• [REQUIREMENT] Extract every line from the entries below that contains the word "stone".

• [DATA TO USE]
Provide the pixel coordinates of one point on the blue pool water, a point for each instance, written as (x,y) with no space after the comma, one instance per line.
* * *
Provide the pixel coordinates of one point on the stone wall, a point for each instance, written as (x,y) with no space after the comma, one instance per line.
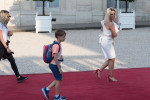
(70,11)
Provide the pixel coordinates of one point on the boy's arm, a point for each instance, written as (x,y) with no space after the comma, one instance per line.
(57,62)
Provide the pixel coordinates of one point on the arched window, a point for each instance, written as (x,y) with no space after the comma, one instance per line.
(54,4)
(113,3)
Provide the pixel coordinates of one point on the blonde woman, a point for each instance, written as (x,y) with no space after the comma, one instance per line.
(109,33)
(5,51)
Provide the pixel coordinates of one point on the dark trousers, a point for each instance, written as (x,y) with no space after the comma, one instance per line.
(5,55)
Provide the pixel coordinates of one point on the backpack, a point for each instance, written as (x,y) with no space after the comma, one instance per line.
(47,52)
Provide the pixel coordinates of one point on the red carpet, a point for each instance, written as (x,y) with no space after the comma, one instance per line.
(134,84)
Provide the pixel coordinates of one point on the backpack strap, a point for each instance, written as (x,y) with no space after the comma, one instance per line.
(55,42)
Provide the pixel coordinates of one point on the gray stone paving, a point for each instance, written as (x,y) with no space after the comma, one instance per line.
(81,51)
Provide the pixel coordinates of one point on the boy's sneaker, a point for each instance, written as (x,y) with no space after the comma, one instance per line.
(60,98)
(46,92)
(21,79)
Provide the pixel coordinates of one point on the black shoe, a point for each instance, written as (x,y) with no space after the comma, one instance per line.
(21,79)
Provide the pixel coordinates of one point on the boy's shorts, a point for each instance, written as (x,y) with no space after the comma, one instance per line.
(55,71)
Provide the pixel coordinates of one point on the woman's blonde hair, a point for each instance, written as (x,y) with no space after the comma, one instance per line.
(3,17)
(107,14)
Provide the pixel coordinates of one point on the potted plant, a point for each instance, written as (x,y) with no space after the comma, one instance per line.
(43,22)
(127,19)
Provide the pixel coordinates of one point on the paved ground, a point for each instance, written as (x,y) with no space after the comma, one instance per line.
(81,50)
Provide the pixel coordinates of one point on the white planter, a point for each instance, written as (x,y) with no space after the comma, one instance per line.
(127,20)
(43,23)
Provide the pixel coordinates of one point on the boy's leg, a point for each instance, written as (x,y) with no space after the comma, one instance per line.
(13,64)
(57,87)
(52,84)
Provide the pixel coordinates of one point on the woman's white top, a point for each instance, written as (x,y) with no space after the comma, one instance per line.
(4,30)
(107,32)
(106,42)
* * *
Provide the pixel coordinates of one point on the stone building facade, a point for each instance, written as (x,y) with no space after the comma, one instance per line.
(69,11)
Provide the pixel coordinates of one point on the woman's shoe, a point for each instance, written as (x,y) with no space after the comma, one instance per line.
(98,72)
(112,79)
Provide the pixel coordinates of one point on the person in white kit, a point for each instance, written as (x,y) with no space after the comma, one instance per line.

• [IN RESPONSE]
Provide the pixel coordinates of one point on the stone wall, a point for each instance, written as (x,y) with no space after the comma, one instance per line.
Provide the pixel coordinates of one point on the gray stone paving, a point for each instance, written as (x,y) with no space after the comma, one instance per line.
Provide the pixel coordinates of one point on the stone building facade, a point for each instance, written as (x,y) with no space after the comma, one instance per line.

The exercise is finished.